▶ **Problem 1**
Which keywords appear at the end of the thermal burn abstract?
▶ **Problem 2**
How would you put this sentence from the thermal burn abstract into Spanish: "After three days the animals were euthanized, a photographic record was created and the injured skin sites were collected to evaluate the extent of the lesion by digital planimetry."?

Brazilian Journal of Biological Sciences (ISSN 2358-2731)

Home Archive v. 5, no. 11 (2018) Capella


Vol. 5, No. 11, p. 757-764 - Dec. 31, 2018


Methodological parameters to induction of second-degree thermal injuries in experimental model

Sabrina de Oliveira Capella , Mariana Teixeira Tillmann , Cristina Gevehr Fernandes , Márcio Fernando Weber Brito , Gabriela Morais Santana , Anelize de Oliveira Campelo Félix and Márcia de Oliveira Nobre

Thermal injuries present a high severity potential, affecting adjacent organs with functional loss and even methabolic, cardiovascular and pulmonary disorders that can lead the animal to death. Over time, companion animals started to share smaller spaces and living very close to humans, due to these changes cases of thermal burns have been increasing. Therefore, studies embracing this area are needed, considering the skin tissue and its attachments loss have repercussions in thequality of the wound healing. The complexity of this kind of skin injuries does not allow in vitro experiments to clarify its pathophysiology, being necessary to use experimental animals to replicate a thermal injury corectly, in the same way that we have a diversity of methodologies for inducing termal burns, and yet there is no such padronization for the development of a type of injury. In this scenario, the purpose of the study is to stablish methodological parameters for the induction of second-degree thermal lesions. Six Wistar rats were used, creating, with the help of cubic-tipped metallic device, two lesions on the back of each animal, one in the thoracic region and the other in the abdominal region. Different temperatures (90 oC and 100 oC) were applied in different times of contact with the skin (10 s, 15 s and 20 s), each animal received a temperature and time of exposure for both lesion sites. After three days the animals were euthanized, a photographic record was created and the injured skin sites were collected to evaluate the extent of the lesion by digital planimetry. Skin samples were processed and stained with hematoxicillin-eosin. It was observed that lesions in the abdominal region with higher temperature (100 oC) and longer exposure time (15 s and 20 s) showed an expansion in the diameter of the initial thermal lesion, whereas lesions of the thoracic region with lower temperature (90 oC) and time of exposure (10 s) showed a reduction related to the initial lesion size. Regarding the histopathological parameters, it was determined that wounds performed in the thoracic region and that remained longer in contact to high temperatures (90 oC and 100 oC) presented greater severity, whereas lesions located in the abdomen and with a shorter time of exposure to high temperatures were lower. Thus, it is concluded that to obtain standardized second-degree wounds it must be applied temperatures between 90 oC and 100 oC, for 15 s or 20 s, in the thoracic region.

Thermal injuries; Rats; Necrosis; Temperature; Lesion site.

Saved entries
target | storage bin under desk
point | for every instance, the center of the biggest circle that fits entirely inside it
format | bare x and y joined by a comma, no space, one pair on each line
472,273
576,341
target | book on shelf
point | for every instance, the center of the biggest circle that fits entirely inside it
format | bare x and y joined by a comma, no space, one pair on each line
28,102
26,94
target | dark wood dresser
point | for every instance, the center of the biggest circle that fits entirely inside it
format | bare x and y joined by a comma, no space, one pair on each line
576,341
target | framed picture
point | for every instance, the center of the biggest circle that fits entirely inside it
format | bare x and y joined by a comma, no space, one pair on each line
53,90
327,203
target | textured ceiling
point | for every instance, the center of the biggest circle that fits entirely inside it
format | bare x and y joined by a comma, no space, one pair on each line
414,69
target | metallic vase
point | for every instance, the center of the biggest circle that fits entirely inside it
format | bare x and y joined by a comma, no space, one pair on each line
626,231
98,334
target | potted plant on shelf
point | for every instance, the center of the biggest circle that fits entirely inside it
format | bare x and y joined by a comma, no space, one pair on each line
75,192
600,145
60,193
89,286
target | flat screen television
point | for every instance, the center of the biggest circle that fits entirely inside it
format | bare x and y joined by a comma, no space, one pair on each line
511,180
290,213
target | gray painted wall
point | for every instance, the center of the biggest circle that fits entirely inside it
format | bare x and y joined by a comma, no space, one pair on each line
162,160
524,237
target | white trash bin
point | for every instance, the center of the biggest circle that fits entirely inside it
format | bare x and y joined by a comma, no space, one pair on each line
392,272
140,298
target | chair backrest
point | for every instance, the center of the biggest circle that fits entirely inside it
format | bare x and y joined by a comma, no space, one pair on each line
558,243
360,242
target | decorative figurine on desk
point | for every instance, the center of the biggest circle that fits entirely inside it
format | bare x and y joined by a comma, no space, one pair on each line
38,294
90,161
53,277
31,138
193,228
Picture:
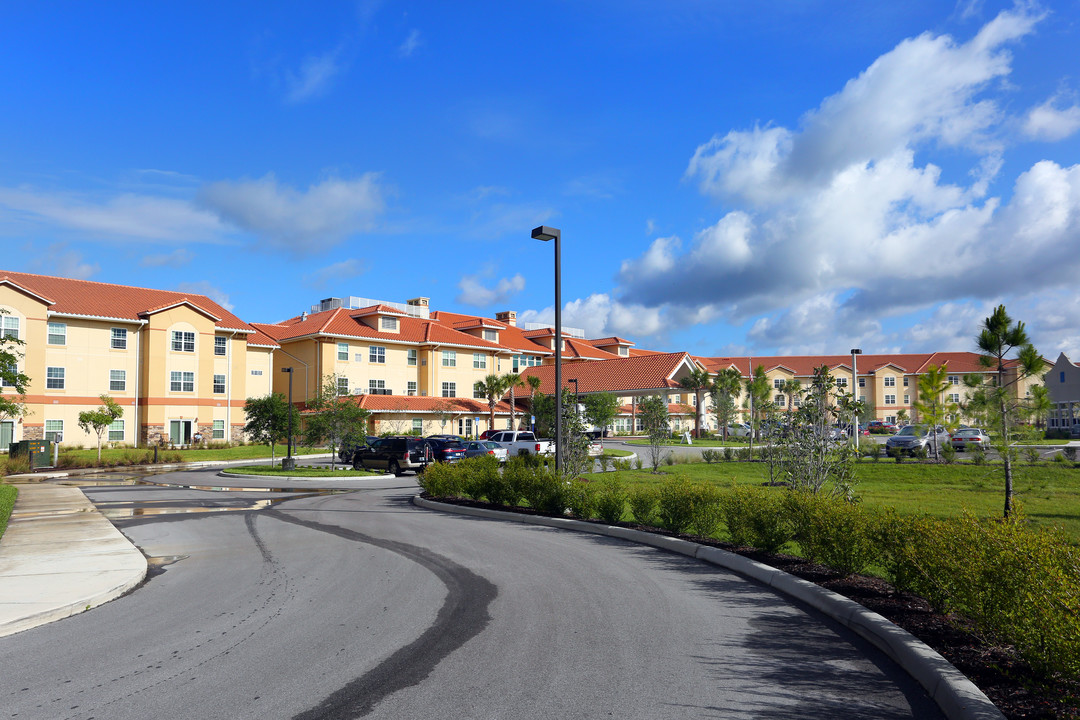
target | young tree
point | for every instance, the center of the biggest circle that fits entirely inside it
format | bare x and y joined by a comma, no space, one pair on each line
11,406
724,391
98,421
933,407
491,388
337,419
601,410
267,420
698,382
652,410
995,397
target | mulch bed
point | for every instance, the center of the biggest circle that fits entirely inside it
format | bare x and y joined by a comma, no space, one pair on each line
996,669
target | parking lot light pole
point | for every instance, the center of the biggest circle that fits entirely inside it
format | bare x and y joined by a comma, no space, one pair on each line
544,233
855,352
288,462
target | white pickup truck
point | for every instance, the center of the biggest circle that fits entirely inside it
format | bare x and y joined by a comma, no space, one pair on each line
522,443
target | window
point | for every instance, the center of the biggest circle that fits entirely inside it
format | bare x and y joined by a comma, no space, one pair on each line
57,334
181,382
54,378
53,428
184,342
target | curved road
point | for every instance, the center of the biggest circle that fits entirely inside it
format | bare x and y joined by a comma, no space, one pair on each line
361,605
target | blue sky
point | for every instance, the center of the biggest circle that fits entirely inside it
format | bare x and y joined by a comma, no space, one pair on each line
794,176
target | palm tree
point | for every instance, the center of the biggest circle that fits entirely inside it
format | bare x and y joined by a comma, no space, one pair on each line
491,388
697,382
512,380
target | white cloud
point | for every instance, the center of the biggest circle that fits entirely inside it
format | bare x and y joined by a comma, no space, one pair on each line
473,293
412,42
1051,123
845,218
177,258
300,222
125,216
313,79
203,287
339,271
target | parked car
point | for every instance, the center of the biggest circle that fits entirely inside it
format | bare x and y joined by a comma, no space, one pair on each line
345,452
394,454
913,438
968,437
481,448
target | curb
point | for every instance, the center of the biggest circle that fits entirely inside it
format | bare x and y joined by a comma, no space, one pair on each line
955,694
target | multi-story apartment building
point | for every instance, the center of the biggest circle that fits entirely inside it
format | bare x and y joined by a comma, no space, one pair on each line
177,363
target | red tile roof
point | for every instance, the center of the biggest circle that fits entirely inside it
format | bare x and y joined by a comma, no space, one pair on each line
90,299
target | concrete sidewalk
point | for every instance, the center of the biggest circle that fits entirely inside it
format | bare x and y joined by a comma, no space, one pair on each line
59,557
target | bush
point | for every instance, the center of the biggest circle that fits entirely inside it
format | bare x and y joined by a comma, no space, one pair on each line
756,517
643,502
833,531
610,499
675,503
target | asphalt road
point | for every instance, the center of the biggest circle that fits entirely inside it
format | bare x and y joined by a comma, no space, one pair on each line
361,605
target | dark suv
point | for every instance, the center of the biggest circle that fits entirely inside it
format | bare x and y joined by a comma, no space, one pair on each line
394,454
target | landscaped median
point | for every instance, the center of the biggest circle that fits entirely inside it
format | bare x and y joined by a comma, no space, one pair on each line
1014,588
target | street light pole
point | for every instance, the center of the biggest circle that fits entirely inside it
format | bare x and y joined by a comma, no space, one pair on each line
855,352
288,463
544,233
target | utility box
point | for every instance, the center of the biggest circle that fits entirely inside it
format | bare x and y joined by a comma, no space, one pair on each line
40,452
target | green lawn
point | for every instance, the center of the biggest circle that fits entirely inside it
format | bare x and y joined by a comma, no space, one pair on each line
8,493
1050,492
301,472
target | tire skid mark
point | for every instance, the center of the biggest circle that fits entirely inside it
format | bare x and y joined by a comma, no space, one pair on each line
463,615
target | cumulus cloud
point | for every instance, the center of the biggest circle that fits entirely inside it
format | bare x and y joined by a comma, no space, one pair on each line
845,216
473,291
337,272
298,221
1052,123
125,216
203,287
599,316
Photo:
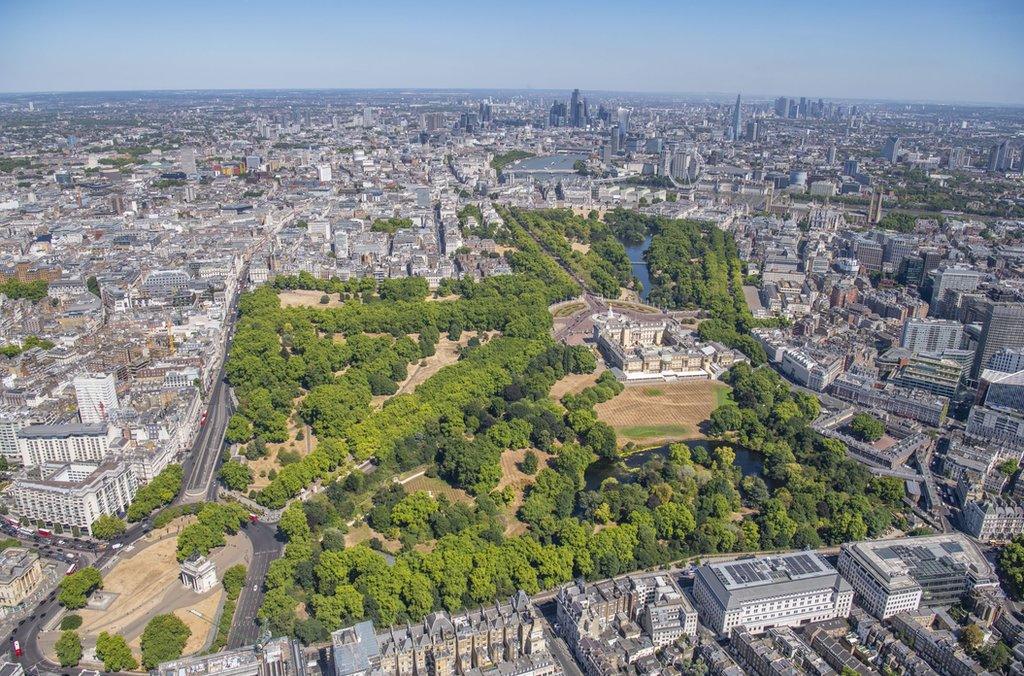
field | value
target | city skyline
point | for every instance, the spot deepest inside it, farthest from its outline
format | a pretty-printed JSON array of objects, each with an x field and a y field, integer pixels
[{"x": 118, "y": 47}]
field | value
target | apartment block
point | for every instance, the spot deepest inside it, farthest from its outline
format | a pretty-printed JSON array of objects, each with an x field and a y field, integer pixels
[{"x": 72, "y": 496}]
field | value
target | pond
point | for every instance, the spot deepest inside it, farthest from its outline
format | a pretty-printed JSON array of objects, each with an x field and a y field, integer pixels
[
  {"x": 635, "y": 253},
  {"x": 750, "y": 462}
]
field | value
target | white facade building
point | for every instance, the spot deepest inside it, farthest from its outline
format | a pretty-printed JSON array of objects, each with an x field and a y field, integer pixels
[
  {"x": 40, "y": 445},
  {"x": 97, "y": 397},
  {"x": 773, "y": 591},
  {"x": 74, "y": 495}
]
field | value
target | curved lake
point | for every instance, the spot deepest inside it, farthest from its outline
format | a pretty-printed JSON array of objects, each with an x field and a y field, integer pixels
[
  {"x": 750, "y": 462},
  {"x": 640, "y": 265}
]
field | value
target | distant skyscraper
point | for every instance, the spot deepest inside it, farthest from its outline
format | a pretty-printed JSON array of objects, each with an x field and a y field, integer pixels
[
  {"x": 736, "y": 121},
  {"x": 187, "y": 161},
  {"x": 624, "y": 123},
  {"x": 1003, "y": 327},
  {"x": 875, "y": 208},
  {"x": 753, "y": 130},
  {"x": 433, "y": 121},
  {"x": 957, "y": 158},
  {"x": 97, "y": 397},
  {"x": 998, "y": 157},
  {"x": 891, "y": 150},
  {"x": 557, "y": 116}
]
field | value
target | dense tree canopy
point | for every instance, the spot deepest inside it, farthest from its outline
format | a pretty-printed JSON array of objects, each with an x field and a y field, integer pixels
[{"x": 163, "y": 639}]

▶ **Exercise result 1**
Thermal injuries; Rats; Necrosis; Temperature; Lesion site.

▶ **Exercise result 2**
Después de tres días, los animales fueron sometidos a eutanasia, se realizó un registro fotográfico y se recolectaron las zonas de piel lesionadas para evaluar la extensión de la lesión mediante planimetría digital.